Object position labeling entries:
:::

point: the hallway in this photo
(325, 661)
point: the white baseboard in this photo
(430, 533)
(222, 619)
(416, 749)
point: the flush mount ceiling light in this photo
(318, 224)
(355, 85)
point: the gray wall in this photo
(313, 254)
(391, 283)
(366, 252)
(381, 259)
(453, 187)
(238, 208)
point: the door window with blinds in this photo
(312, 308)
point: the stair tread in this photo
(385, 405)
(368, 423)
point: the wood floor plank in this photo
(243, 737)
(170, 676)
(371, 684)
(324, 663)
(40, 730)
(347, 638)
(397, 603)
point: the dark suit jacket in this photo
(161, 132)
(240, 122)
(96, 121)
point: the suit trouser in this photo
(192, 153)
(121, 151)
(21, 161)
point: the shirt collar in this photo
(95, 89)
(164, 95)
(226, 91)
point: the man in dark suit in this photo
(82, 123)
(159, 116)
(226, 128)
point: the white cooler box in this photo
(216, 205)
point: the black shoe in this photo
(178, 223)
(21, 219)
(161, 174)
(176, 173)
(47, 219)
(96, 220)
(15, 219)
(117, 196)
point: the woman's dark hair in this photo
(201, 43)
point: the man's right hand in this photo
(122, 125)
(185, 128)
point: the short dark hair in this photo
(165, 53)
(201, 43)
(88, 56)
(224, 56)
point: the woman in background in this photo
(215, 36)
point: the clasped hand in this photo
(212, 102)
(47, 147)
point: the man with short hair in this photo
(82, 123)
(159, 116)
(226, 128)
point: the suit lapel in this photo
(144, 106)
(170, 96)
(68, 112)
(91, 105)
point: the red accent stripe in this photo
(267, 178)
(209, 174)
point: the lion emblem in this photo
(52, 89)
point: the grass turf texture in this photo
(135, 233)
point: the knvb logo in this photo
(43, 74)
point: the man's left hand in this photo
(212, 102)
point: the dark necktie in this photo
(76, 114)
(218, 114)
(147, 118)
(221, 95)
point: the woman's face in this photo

:::

# [Instruction]
Extract all of the data above without altering anything.

# [Answer for this exercise]
point: the hallway in this photo
(325, 661)
point: the white baseboard in this photo
(430, 533)
(222, 619)
(416, 749)
point: the flush mount ceiling light in this photo
(318, 224)
(355, 85)
point: the gray wall in this photo
(313, 254)
(391, 283)
(366, 252)
(381, 259)
(453, 187)
(238, 208)
point: the door window with blinds in this photo
(312, 308)
point: the stair tread in this photo
(385, 405)
(368, 423)
point: the wood floor plank in this photo
(243, 737)
(170, 676)
(371, 684)
(324, 663)
(40, 730)
(347, 638)
(397, 603)
point: the dark suit jacket in this photo
(161, 132)
(240, 122)
(96, 121)
point: the suit trouser in this photo
(192, 153)
(121, 151)
(21, 161)
point: the shirt collar in this photo
(95, 89)
(164, 95)
(226, 91)
point: the man in dark suit in this photo
(82, 123)
(159, 116)
(226, 128)
point: the white cooler box in this photo
(216, 205)
point: the black shoe in this photo
(178, 223)
(21, 219)
(161, 174)
(176, 173)
(47, 219)
(96, 220)
(15, 219)
(117, 196)
point: the woman's dark hair in this photo
(201, 43)
point: the man's right hand in this photo
(122, 125)
(185, 128)
point: the short dark hair in this photo
(165, 53)
(201, 43)
(88, 56)
(224, 56)
point: the woman in background in this photo
(215, 36)
point: the clasped hand in this photo
(212, 102)
(47, 147)
point: the man with short hair in this photo
(82, 123)
(159, 116)
(226, 128)
point: the suit lapel in this photo
(144, 106)
(170, 96)
(68, 112)
(91, 105)
point: the red accent stripe in this photo
(267, 178)
(209, 174)
point: the lion emblem in this photo
(52, 89)
point: the grass turf texture in this photo
(135, 233)
point: the knvb logo in this photo
(43, 74)
point: the man's left hand in this photo
(212, 102)
point: the dark necktie in this photo
(76, 114)
(218, 114)
(147, 118)
(221, 95)
point: the woman's face in this photo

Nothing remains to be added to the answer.